EXERCISE INSTRUCTIONS:
Write out each of the rows below word for word, keeping every line as it is.

Records of labeled points:
:::
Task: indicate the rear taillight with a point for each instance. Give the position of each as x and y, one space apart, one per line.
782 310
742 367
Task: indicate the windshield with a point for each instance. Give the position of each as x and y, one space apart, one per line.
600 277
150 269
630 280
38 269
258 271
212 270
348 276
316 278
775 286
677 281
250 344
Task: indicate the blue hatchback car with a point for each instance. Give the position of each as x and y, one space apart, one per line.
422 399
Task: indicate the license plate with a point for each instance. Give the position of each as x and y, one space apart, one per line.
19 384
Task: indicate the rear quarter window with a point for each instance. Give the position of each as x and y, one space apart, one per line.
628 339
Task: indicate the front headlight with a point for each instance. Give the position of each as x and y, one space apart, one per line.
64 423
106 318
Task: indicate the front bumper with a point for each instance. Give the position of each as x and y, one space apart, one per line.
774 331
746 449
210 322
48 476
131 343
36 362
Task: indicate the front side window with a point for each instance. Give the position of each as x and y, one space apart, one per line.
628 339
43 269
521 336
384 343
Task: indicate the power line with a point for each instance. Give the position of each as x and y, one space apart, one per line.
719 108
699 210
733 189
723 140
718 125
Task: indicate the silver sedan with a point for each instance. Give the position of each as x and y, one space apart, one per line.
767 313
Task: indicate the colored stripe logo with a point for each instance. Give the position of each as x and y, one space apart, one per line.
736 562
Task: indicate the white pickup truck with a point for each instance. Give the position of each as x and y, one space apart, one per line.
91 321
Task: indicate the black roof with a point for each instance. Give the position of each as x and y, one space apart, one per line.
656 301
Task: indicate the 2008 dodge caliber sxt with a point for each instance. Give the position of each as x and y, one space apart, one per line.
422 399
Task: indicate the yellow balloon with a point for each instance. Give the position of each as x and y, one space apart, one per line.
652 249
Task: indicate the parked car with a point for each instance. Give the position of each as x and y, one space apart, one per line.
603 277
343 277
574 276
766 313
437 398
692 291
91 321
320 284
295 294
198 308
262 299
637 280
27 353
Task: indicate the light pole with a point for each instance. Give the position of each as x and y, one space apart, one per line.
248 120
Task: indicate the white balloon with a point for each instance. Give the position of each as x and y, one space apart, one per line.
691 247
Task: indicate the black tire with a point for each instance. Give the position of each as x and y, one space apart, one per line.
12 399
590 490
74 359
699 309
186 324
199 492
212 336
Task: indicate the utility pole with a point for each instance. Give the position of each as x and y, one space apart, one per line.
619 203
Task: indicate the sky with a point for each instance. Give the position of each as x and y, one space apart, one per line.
:::
ANSWER:
Task: indicate the rear taillight with a point for each instance. Give the position of each as x and y, one space apart, one per line.
782 310
742 367
Task: indicate the windshield with a point for each instance. Give the position of each as x and y, one space apart, one per line.
600 277
150 269
630 280
38 269
258 271
212 270
348 276
316 278
775 286
677 281
250 344
Task: indicate the blue hatchback car with a point for each instance. Give the position of each as x and y, one space apart, one per line.
422 399
Task: indicate the license plate with a point for each instance. Give the position of each as x and y, one space apart, one per line.
19 384
Task: indicate the rear quarter window with a point for each instance. Give the position of each as x and y, one space apart, one per line.
628 339
Task: indicate the front headlight with a point for each instance. Give the position of each as x and y, one space apart, one per line.
64 423
106 318
Task: indicate the front bumper with a point for each instance. Give the position of each as x and y, one space apart, one per line.
774 331
746 449
210 322
48 476
131 343
36 362
Task: indicate the front side window with a point for each instance. Give the position of each as x and y, one space apart, one per line.
628 339
43 269
521 336
384 343
Task: indicate the power line with a point for each instance. Give the position of each as x and y, one space apart, one per line.
719 108
699 210
733 189
723 140
718 125
Task: indicate the silver sedan with a point for each instance. Give the position of each as x and y, one space apart, one per line.
767 313
Task: indicate the colored stripe logo with a point for each instance. Give the position of each as x and y, one space apart, one per line.
736 562
Task: indicate the white pickup truck with a point for each instance. Give the position of each as x and y, one space apart, one per line.
91 321
Task: indicate the black roof with a point for each instance. Give the position of each as x and y, one space apart, one per line.
656 301
Task: indicate the 2008 dodge caliber sxt with a point for each instance. Give the position of each as x and y, one space apart, one per line.
422 399
Task: indicate the yellow balloon with a point for each instance. Give the position of each as x and y, one space apart, one per line.
652 249
Task: indicate the parked car with a point for each instance. Give the position of each as x and y, one space apart, one per line.
603 277
343 277
574 276
766 313
437 398
692 291
91 321
320 284
295 294
198 308
262 299
637 280
27 353
Task: indicate the light pole with a point for each instance. Give the position of each as x and y, one space apart, one per line.
248 120
Task: indicate the white balloon with a point for each instance. Give the position of each as x and y, one space apart, one per line.
691 247
Task: indicate the black tire with a point for each instance. Give the position of each as x and y, one space apart, one per line.
12 399
590 490
74 359
699 309
186 324
199 492
212 336
Task: indicate the utility pole with a point for each instance. Give the position of each as x and y, one space apart, one per line.
619 203
Task: indicate the sky with a point for each instance. Give the position of each as x and y, one space apart, one per line.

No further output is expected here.